• **目的**:
以下のエントリを最初から最後まで、一字一句変えずに複製してください。

輪郭エントリ
☆ ☆ ☆ ☆
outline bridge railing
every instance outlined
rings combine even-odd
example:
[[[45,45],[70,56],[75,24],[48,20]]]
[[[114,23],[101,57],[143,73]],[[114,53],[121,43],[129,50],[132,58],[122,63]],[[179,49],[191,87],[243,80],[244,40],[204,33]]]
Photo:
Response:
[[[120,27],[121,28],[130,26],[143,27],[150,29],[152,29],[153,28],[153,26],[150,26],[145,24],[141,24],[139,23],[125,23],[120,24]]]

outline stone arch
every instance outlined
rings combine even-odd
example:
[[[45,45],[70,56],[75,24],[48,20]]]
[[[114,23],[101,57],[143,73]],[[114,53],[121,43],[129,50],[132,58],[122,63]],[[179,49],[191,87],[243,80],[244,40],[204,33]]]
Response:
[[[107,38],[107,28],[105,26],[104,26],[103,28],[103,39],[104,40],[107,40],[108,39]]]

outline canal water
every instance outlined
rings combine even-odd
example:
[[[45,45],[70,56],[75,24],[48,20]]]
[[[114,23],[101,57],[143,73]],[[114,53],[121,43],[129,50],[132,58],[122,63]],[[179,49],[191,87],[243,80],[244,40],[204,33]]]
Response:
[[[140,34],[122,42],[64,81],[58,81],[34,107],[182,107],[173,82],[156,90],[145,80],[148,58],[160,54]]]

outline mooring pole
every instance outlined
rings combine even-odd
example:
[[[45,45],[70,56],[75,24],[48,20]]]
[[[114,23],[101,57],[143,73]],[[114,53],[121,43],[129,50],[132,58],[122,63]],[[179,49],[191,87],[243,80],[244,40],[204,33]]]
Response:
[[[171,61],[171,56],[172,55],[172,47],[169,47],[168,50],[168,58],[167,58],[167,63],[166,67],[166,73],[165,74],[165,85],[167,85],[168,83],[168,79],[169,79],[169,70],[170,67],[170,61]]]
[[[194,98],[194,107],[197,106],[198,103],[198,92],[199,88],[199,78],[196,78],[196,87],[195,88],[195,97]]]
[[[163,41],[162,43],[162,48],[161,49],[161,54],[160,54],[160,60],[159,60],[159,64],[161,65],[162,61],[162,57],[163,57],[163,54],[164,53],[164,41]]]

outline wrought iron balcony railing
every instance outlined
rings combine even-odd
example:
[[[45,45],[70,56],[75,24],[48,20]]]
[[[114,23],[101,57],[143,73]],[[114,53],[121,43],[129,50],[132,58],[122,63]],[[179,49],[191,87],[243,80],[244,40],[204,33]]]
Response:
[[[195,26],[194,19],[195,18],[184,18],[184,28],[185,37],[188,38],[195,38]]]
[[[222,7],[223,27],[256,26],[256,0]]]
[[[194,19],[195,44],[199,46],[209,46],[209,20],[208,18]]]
☆ ☆ ☆ ☆
• **回答**:
outline bridge railing
every instance outlined
rings combine even-odd
example:
[[[45,45],[70,56],[75,24],[48,20]]]
[[[114,23],[101,57],[143,73]],[[114,53],[121,43],[129,50],[132,58],[122,63]],[[179,49],[191,87],[243,80],[244,40],[204,33]]]
Photo:
Response:
[[[120,27],[121,28],[130,26],[143,27],[150,29],[152,29],[153,28],[153,26],[150,26],[145,24],[141,24],[139,23],[125,23],[120,24]]]

outline stone arch
every instance outlined
rings combine even-odd
example:
[[[45,45],[70,56],[75,24],[48,20]]]
[[[114,23],[101,57],[143,73]],[[114,53],[121,43],[129,50],[132,58],[122,63]],[[179,49],[191,87],[243,80],[244,40],[204,33]]]
Response:
[[[107,38],[107,28],[105,26],[104,26],[103,28],[103,39],[104,40],[107,40],[108,39]]]

outline canal water
every instance outlined
rings combine even-odd
example:
[[[45,45],[70,56],[75,24],[48,20]]]
[[[114,23],[101,57],[143,73]],[[114,53],[121,43],[129,50],[132,58],[122,63]],[[179,49],[191,87],[243,80],[244,40],[204,33]]]
Response:
[[[140,34],[122,42],[64,81],[58,81],[34,107],[182,107],[173,82],[156,90],[145,80],[148,58],[160,54]]]

outline mooring pole
every instance outlined
rings combine even-odd
example:
[[[45,45],[70,56],[75,24],[48,20]]]
[[[114,23],[101,57],[143,73]],[[114,53],[121,43],[129,50],[132,58],[122,63]],[[179,49],[191,87],[243,80],[244,40],[204,33]]]
Response:
[[[171,61],[171,56],[172,55],[172,47],[169,47],[168,50],[168,58],[167,58],[167,63],[166,67],[166,73],[165,74],[165,85],[167,85],[168,83],[168,79],[169,79],[169,70],[170,67],[170,61]]]
[[[194,98],[194,107],[197,106],[198,103],[198,92],[199,88],[199,78],[196,78],[196,87],[195,88],[195,97]]]
[[[163,41],[162,43],[162,48],[161,49],[161,54],[160,54],[160,60],[159,60],[159,64],[161,65],[162,61],[162,57],[163,57],[163,54],[164,53],[164,41]]]

outline wrought iron balcony railing
every instance outlined
rings combine even-odd
example:
[[[45,45],[70,56],[75,24],[48,20]]]
[[[114,23],[101,57],[143,73]],[[114,53],[121,43],[129,50],[132,58],[122,63]],[[179,49],[191,87],[243,80],[244,40],[204,33]]]
Response:
[[[195,26],[194,19],[195,18],[184,18],[184,28],[185,37],[188,38],[195,38]]]
[[[222,7],[223,27],[256,26],[256,0]]]
[[[194,19],[195,44],[199,46],[209,46],[209,20],[208,18]]]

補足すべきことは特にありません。